**Aim of the exercise:** List every line of the data below that contains the string "positive", copying each line in full. Case counts.

BEGIN Provided records

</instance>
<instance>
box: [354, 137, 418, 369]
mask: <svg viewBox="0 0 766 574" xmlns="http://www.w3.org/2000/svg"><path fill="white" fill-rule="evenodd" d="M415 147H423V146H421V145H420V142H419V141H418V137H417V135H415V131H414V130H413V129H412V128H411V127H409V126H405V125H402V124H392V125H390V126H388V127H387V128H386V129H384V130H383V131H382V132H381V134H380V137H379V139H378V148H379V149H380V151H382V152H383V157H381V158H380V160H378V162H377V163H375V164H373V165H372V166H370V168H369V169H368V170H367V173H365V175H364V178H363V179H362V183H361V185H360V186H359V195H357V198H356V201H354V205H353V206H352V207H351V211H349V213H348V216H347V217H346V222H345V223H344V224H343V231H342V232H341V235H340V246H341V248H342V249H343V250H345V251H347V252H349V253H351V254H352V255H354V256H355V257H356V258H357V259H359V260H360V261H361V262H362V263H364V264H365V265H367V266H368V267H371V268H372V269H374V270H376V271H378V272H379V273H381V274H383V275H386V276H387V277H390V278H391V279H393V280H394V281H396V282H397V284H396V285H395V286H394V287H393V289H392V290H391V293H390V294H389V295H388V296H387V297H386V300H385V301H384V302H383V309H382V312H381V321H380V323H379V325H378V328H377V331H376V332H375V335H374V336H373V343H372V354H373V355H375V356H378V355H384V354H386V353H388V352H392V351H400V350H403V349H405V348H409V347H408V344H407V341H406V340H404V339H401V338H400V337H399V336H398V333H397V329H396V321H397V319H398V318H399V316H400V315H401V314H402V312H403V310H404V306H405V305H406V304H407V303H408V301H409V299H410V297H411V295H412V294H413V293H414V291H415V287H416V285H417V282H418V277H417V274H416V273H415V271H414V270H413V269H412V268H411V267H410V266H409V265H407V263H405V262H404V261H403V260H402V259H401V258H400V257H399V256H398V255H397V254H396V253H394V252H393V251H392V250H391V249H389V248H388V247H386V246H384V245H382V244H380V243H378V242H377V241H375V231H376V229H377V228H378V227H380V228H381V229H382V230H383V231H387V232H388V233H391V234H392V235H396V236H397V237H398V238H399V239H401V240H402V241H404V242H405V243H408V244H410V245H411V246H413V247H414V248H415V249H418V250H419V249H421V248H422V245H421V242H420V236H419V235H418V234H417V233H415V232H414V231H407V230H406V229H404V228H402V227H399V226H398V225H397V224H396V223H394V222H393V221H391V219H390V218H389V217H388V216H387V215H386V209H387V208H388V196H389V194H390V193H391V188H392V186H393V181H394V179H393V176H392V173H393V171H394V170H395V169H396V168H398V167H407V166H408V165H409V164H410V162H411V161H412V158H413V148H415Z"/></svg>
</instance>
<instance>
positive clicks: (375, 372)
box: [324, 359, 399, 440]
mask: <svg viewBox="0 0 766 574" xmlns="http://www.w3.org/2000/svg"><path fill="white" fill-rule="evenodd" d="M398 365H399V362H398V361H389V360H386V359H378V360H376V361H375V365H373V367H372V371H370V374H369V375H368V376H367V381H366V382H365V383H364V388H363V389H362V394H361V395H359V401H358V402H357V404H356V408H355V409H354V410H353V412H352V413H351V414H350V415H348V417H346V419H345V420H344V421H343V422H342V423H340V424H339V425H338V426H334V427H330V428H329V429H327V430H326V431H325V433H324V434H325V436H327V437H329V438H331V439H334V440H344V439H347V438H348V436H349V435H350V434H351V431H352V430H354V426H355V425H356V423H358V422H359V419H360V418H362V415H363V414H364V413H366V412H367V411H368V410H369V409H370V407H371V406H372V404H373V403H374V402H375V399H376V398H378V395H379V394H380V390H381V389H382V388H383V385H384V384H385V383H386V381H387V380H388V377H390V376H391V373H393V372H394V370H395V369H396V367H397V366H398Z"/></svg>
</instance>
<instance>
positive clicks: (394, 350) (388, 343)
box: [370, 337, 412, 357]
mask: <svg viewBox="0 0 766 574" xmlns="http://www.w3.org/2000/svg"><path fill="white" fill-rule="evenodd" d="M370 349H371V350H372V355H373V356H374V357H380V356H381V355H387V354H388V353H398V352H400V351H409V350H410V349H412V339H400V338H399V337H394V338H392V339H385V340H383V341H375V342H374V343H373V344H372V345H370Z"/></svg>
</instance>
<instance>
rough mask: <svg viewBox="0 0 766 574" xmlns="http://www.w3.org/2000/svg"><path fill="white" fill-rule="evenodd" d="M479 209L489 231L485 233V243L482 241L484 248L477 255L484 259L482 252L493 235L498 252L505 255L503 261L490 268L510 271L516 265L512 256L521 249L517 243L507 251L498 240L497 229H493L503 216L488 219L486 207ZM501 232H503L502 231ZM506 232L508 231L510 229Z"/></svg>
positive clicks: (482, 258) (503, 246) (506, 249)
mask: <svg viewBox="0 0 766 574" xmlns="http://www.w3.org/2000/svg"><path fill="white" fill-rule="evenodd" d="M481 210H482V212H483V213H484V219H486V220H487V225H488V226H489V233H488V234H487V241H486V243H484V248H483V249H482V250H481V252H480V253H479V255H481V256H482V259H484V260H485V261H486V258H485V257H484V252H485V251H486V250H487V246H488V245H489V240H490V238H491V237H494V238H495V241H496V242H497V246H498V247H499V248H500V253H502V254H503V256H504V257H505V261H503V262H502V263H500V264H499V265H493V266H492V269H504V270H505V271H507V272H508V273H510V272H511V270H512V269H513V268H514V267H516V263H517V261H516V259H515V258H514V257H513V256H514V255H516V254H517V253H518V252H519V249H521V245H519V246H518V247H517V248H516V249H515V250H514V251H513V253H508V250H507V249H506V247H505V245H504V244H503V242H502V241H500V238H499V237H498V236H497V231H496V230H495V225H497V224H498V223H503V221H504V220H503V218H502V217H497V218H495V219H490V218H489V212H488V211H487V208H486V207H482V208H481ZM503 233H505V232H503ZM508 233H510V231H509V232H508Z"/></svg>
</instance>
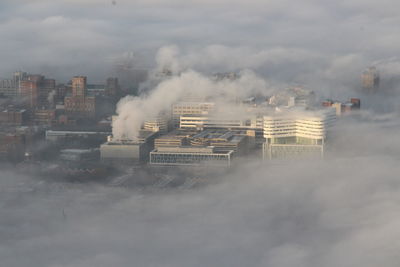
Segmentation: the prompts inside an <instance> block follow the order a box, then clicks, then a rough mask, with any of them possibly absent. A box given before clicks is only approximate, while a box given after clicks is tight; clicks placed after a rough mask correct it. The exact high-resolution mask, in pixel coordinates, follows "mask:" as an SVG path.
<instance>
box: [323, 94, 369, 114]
mask: <svg viewBox="0 0 400 267" xmlns="http://www.w3.org/2000/svg"><path fill="white" fill-rule="evenodd" d="M322 106H323V107H333V108H335V109H336V116H341V115H343V114H351V112H352V111H354V110H359V109H360V108H361V101H360V99H359V98H351V99H350V101H347V102H344V103H342V102H339V101H333V100H330V99H327V100H325V101H323V102H322Z"/></svg>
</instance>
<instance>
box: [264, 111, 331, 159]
mask: <svg viewBox="0 0 400 267" xmlns="http://www.w3.org/2000/svg"><path fill="white" fill-rule="evenodd" d="M335 120H336V111H335V109H334V108H327V109H324V110H320V111H301V112H298V111H287V112H284V113H283V114H274V115H272V116H264V138H265V140H266V142H265V144H264V146H263V156H264V158H267V159H274V158H300V157H310V156H311V157H322V156H323V153H324V145H325V139H326V137H327V131H328V130H329V128H330V127H331V126H332V125H333V123H334V121H335Z"/></svg>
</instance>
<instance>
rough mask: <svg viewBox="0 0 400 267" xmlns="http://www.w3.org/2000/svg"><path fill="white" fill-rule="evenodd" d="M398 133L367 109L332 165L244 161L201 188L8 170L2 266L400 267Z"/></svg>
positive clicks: (345, 141) (333, 151)
mask: <svg viewBox="0 0 400 267" xmlns="http://www.w3.org/2000/svg"><path fill="white" fill-rule="evenodd" d="M399 126H400V122H399V120H398V119H397V118H393V117H390V116H386V117H377V116H374V115H372V114H368V113H366V114H364V115H363V122H360V121H353V120H350V121H341V122H340V123H339V125H338V126H337V127H338V132H339V133H340V136H338V138H335V139H334V141H333V142H331V143H330V146H331V147H333V150H331V152H330V153H328V155H327V158H326V160H324V161H299V162H289V163H288V162H286V163H282V162H264V163H262V164H259V163H254V164H248V165H245V166H242V167H241V168H240V169H233V170H231V171H230V172H229V173H227V174H225V175H223V176H222V177H219V179H218V180H217V181H218V182H217V183H212V184H211V185H209V186H206V187H204V188H200V189H198V190H189V191H182V190H176V189H171V190H161V191H150V192H148V191H142V192H139V191H137V190H131V189H127V188H121V187H107V186H100V185H95V184H86V185H85V184H74V183H69V184H68V183H66V184H60V183H51V182H45V183H38V180H35V179H34V178H32V177H29V178H27V177H23V176H20V175H16V174H15V173H10V172H7V171H3V172H2V173H1V174H0V178H1V179H0V188H1V190H2V191H1V194H0V258H1V262H2V264H3V265H4V266H7V267H20V266H31V267H92V266H96V267H103V266H104V267H109V266H118V267H125V266H126V267H128V266H144V267H147V266H151V267H166V266H171V267H187V266H191V267H192V266H193V267H197V266H198V267H204V266H207V267H208V266H210V267H212V266H218V267H222V266H223V267H225V266H226V267H236V266H237V267H242V266H252V267H253V266H259V267H265V266H267V267H321V266H324V267H337V266H341V267H376V266H385V267H397V266H399V262H400V255H399V250H400V243H399V240H400V227H399V225H400V215H399V212H398V210H399V206H400V204H399V203H400V180H399V178H398V173H399V172H400V168H399V164H398V161H399V159H400V157H399V151H400V143H399V142H398V137H397V136H398V129H399V128H400V127H399ZM383 133H384V137H385V138H382V136H383ZM377 140H379V142H377ZM332 153H333V154H332ZM29 188H32V189H34V190H33V191H31V192H29V190H26V189H29ZM63 211H64V212H63Z"/></svg>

END Provided records

**Solution to this exercise:**
positive clicks: (375, 372)
positive clicks: (394, 350) (388, 343)
positive clicks: (482, 258) (503, 246) (506, 249)
positive clicks: (345, 141) (333, 151)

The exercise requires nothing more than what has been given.